* Things to do:
A - In the mailing list post about pull requests, is a pull request done by commits or by branch?
B - Rewrite the paragraph beginning "You have all of git's capabilities" from the mailing list post about pull requests as a short bulleted list that keeps its main facts.
C - Carry on the mailing list post about pull requests from the point where it stops.

Pull requests for multiple issues?

Jonathan M Davis jmdavisProg at gmx.com
Fri Mar 18 11:00:44 PDT 2011


On Friday, March 18, 2011 07:26:38 Jesse Phillips wrote:
> Jonathan M Davis Wrote:
> > I would say that, generally speaking, unrelated changes should be
> > separate pull requests, whereas related changes should be grouped
> > together into a single pull request. Remember that it's all or nothing,
> > so they're going to merge in all of your changes or none of them. So, if
> > it makes sense for them to all go together, then put them together, but
> > if they don't necessarily make sense to go together and it _would_ make
> > sense to accept some of them but not all of them,  then separate them.
> 
> I thought when you were doing a pull request you could do whatever you
> wanted to bring in the changes you wanted, such as cherry-picking.
> 
> But I agree it makes review and acceptance easier. The reviewer should be
> able/expected to accept all/nothing.

You have all of git's capabilities when you do a pull request. You could do the 
pull request into your own branch and then cherry pick just the ones that you 
want, certainly. However, the pull request itself is for the full branch. It's 
not done by commits but by branch. And I would generally expect that a pull 
request would contain a related set of changes such that cherry picking them 
likely wouldn't make sense. However, as Don points out, if you have a lot of 
unrelated changes which are small, then it could be desirable to have a single 
pull request for all of them. Still, I wouldn't expect someone merging them in 
to normally cherry pick the parts of a pull request that they thought were good.

* Data segment:
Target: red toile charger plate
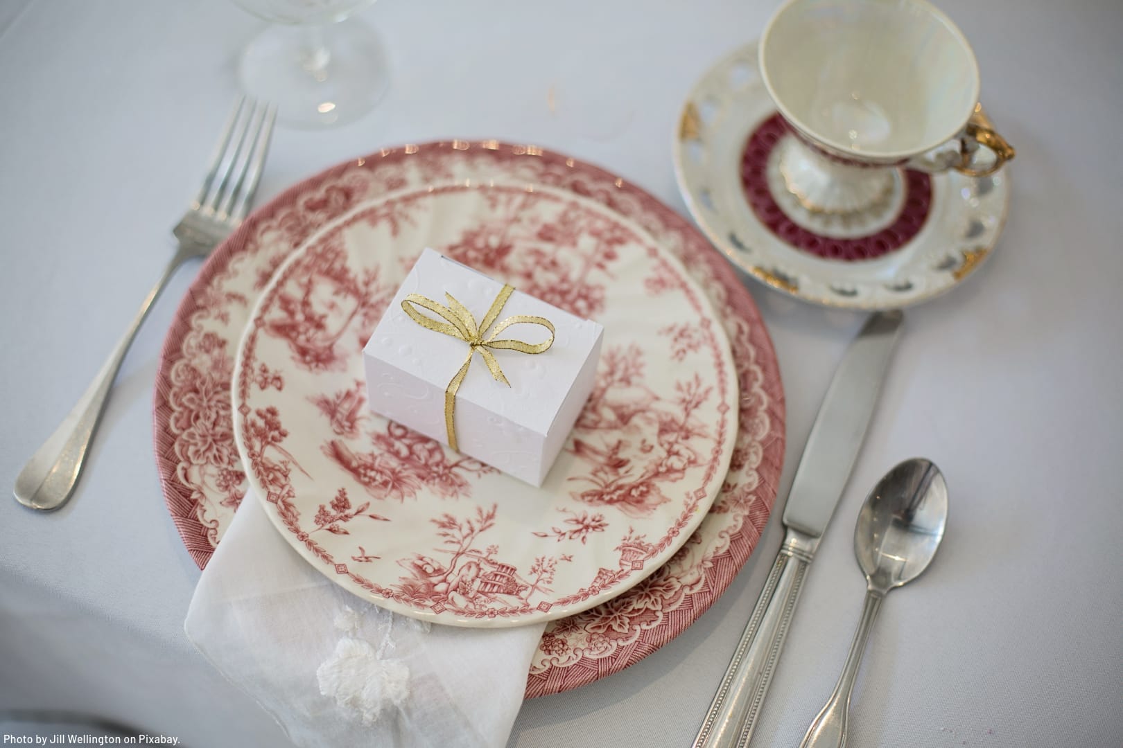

* Expected results:
A - By branch: the pull request itself is for the full branch.

B -
- A pull request gives you all of git's capabilities. You could pull into your own branch and cherry-pick only the commits you want.
- The pull request itself covers the full branch, not individual commits.
- A pull request would generally contain related changes, so cherry-picking them likely wouldn't make sense.
- As Don points out, a lot of small, unrelated changes could reasonably go into a single pull request.
- Still, someone merging wouldn't normally be expected to cherry-pick only the parts they thought were good.

C -
That would create extra work too.

So, on the whole, I would expect pull requests to contain related changes which 
should either be merged in as a whole on not merged in at all. Any further 
commits to the branch before it's pulled in will be added to the pull request, 
so reviewers can request that the person doing the pull request make any 
necessary changes be made before it's pulled in, which should generally avoid 
any need to cherry pick anything, even in cases where several smaller changes 
were grouped together.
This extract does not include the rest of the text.